What is required — Nothing in the data should change when you return it, but leave the pictures out.

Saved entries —
"""
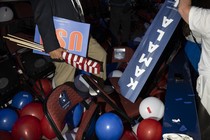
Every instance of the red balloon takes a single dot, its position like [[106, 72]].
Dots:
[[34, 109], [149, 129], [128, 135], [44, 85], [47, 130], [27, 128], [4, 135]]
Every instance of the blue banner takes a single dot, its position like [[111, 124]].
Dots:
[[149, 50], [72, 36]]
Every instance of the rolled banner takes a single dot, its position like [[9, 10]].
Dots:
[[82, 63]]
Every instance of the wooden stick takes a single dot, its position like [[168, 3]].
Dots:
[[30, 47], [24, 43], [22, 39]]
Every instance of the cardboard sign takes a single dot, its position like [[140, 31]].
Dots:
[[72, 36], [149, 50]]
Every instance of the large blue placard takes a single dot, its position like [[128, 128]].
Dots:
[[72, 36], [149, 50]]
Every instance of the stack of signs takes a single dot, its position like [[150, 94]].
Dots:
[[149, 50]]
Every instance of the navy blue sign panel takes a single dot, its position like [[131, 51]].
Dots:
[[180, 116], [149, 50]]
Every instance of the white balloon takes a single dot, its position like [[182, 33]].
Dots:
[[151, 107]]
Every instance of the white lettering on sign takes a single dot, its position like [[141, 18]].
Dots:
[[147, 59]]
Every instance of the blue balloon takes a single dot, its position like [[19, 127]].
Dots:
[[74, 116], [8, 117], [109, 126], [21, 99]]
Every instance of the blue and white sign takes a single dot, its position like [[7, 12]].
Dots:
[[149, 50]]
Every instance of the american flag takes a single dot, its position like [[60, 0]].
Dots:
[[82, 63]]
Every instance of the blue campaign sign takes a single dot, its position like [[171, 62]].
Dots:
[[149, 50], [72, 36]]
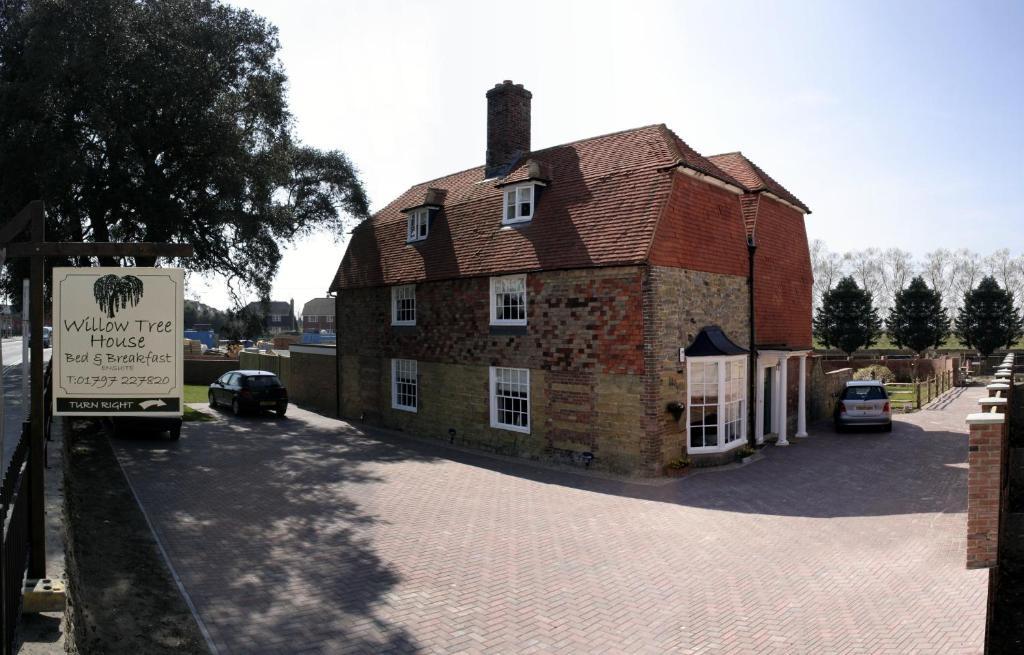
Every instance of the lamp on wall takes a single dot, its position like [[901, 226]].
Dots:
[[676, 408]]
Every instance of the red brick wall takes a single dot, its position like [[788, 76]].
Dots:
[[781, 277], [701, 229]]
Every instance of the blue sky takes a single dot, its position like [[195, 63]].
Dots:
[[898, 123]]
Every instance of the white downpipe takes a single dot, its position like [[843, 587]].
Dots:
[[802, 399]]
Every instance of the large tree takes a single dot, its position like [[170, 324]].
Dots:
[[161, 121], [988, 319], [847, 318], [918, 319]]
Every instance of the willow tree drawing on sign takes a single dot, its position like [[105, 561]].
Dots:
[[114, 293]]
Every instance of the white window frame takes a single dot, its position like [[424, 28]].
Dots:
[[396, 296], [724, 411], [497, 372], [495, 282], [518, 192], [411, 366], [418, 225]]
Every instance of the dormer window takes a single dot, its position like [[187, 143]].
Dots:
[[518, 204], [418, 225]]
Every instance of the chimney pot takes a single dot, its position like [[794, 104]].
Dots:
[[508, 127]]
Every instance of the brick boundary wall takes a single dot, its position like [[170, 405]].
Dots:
"""
Answer section —
Every instance of the red balloon takes a single dot, its position like [[106, 72]].
Dots:
[[34, 109], [149, 129], [128, 135], [44, 85], [47, 130], [27, 128], [4, 135]]
Every instance of the blue banner takes a single dot, its position like [[111, 124]].
Dots:
[[149, 50], [72, 36]]
Every instance of the rolled banner takes a single dot, its position like [[9, 10]].
Dots:
[[82, 63]]
Every instance of the wooden stick takes a single dot, its position like [[168, 3]].
Dots:
[[30, 47], [24, 43], [22, 39]]
Every instance of the cardboard sign takes a single dot, its position like [[140, 31]].
Dots:
[[72, 36], [149, 50]]
Every instance of the large blue placard takes a single dot, its position like [[128, 128]].
Dots:
[[72, 36], [149, 50]]
Every instance of the stack of signs takes a single dot, its position like [[150, 94]].
Dots:
[[149, 50]]
Every instance of the navy blue sign panel takes a single dot, its position like [[131, 51]].
Dots:
[[180, 116], [149, 50]]
Every instance of the white balloon takes a single dot, its position like [[182, 33]].
Dots:
[[151, 107]]
Every instance of the white lettering on sign takes a single dot, its position like [[141, 18]].
Dots:
[[147, 59]]
Every instance of the blue balloon takes a single dot, its position like [[19, 127]].
Dots:
[[74, 116], [8, 117], [109, 126], [21, 99]]
Every instance of the blue and white sign takes a single dot, its position like [[7, 12]].
Dots:
[[149, 50]]
Every instance of the american flag takes a single dot, its position like [[60, 0]].
Dots:
[[82, 63]]
Every instance of the blue campaign sign takes a single dot, its position like [[171, 62]].
Dots:
[[149, 50], [72, 36]]
Every instance of the lamp on wall takes a single dot, its position like [[901, 226]].
Dots:
[[676, 408]]
Every instance of the red brick wall takes a single dot, its position like [[788, 76]].
Dots:
[[781, 277], [701, 229]]
Every instance of the blue sky takes a single dot, its position like [[195, 63]].
Dots:
[[898, 123]]
Every instance of the white downpipe takes a single dot, its position like [[843, 587]].
Dots:
[[802, 399]]
Every instance of the large tree takes a single dot, its position like [[170, 324]].
Dots:
[[161, 121], [988, 319], [847, 318], [918, 319]]
Every instance of the willow tree drawing on sign takes a single dot, its position like [[105, 561]].
Dots:
[[114, 293]]
Every instance of the white window frame takes a single dot, its position like [[424, 28]].
Dots:
[[396, 296], [724, 411], [497, 372], [495, 282], [518, 192], [411, 366], [418, 225]]
Every instance of the dormer window takes a single dot, its position like [[187, 143]].
Dots:
[[518, 204], [418, 225]]
Every instance of the chimney pot takes a single dot, its position like [[794, 104]].
Dots:
[[508, 127]]
Every instance of the brick boundary wall takes a single dot, its position like [[170, 405]].
Dots:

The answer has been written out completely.